** Start of Records **

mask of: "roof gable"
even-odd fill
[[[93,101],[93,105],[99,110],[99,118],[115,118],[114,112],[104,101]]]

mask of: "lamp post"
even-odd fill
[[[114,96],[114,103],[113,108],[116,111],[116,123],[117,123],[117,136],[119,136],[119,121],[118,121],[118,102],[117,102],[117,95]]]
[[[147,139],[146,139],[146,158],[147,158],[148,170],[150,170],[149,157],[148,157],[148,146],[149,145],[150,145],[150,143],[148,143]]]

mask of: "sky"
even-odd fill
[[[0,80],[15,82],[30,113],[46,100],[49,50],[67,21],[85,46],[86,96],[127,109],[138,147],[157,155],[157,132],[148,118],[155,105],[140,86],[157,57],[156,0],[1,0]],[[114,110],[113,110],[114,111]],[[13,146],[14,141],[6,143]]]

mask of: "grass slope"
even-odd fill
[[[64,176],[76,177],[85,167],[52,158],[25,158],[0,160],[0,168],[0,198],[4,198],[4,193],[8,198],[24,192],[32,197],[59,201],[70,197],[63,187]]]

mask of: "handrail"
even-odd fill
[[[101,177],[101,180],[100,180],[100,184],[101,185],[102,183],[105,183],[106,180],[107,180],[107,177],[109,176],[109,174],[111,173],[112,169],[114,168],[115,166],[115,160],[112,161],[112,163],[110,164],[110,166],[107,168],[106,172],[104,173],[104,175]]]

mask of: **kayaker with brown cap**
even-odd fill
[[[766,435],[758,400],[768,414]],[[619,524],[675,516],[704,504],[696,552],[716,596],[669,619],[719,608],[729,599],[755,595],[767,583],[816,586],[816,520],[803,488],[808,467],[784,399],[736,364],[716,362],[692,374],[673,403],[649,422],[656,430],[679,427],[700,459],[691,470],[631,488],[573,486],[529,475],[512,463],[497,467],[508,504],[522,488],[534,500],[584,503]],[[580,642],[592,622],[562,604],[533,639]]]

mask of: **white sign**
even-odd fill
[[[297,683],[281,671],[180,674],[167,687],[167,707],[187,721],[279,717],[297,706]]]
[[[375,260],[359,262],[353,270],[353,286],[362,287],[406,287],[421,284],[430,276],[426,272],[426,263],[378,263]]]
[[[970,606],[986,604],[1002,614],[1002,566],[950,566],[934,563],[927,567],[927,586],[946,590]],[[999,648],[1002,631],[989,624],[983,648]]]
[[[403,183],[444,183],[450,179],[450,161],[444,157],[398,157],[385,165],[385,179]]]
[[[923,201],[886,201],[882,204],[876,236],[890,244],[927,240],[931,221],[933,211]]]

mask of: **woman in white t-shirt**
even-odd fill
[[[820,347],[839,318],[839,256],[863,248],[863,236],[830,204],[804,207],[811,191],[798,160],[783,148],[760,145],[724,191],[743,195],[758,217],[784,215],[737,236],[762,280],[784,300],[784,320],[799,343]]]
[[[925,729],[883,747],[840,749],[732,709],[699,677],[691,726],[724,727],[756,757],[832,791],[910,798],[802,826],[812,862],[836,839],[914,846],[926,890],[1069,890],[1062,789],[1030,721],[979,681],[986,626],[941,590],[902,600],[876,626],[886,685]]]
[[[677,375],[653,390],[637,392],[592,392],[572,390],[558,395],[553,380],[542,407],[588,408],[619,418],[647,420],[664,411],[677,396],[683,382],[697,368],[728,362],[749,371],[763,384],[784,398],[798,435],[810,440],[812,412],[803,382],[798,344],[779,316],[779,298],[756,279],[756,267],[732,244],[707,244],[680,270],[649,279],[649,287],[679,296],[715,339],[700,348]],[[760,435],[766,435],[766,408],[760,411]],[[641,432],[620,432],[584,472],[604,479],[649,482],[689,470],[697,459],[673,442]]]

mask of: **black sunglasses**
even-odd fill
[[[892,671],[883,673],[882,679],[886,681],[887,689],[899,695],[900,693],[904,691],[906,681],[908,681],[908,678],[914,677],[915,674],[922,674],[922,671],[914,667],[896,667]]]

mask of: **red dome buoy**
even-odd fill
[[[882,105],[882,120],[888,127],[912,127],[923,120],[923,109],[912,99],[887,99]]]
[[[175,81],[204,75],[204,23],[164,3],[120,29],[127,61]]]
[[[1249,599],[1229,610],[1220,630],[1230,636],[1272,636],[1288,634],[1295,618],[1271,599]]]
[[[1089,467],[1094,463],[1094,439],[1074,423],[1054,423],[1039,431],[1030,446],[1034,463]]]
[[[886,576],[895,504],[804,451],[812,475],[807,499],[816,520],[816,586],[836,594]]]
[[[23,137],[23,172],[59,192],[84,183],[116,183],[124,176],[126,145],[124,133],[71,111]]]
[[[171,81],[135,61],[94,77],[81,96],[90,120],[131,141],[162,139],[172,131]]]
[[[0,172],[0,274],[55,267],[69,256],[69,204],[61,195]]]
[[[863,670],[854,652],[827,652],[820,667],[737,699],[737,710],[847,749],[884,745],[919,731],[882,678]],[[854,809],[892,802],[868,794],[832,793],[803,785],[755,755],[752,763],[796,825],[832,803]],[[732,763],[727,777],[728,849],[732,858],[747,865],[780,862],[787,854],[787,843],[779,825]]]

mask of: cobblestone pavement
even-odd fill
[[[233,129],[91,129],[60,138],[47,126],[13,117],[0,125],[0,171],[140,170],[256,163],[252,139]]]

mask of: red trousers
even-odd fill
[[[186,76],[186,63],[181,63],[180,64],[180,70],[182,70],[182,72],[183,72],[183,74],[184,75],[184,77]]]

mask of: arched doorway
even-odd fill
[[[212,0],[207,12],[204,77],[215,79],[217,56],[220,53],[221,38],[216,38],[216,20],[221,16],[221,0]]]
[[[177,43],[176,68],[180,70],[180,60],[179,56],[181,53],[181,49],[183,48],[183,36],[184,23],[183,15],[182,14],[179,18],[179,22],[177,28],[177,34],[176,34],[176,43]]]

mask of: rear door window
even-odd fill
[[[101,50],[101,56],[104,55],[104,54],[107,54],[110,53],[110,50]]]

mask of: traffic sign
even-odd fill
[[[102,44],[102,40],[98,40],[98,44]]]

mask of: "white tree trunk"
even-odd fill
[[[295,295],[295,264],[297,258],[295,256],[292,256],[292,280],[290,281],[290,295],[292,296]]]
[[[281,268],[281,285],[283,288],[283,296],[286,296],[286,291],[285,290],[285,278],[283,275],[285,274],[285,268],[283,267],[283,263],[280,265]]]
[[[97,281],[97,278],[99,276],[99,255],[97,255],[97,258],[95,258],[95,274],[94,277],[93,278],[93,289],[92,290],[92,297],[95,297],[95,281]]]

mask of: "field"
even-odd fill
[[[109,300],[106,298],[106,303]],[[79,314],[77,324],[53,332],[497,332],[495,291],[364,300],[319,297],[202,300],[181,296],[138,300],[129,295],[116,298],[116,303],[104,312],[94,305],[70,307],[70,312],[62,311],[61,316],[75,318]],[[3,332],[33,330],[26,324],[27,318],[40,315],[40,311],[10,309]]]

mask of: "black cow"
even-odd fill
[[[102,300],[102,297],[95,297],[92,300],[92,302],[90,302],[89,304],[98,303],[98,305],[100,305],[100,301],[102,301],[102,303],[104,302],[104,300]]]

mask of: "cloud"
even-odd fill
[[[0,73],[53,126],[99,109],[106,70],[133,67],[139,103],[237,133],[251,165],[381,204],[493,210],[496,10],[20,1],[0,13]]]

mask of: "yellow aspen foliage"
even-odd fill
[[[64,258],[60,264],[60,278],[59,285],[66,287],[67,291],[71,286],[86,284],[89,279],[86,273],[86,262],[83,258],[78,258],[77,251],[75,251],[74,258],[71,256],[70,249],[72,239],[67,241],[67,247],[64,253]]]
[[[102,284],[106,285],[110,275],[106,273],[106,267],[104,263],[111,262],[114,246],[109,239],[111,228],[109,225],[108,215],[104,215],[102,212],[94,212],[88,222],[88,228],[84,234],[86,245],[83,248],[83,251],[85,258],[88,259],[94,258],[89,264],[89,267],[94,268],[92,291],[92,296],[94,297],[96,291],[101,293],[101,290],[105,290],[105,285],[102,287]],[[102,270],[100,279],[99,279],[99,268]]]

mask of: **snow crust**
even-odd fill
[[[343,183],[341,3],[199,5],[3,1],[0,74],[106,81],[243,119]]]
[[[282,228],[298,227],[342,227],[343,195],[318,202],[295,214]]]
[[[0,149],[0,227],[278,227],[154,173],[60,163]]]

** End of Records **

Work required
Select each line in the items above that contains the word "white".

Answer
mask of: **white sign**
mask of: **woman in white t-shirt**
mask of: "white tree trunk"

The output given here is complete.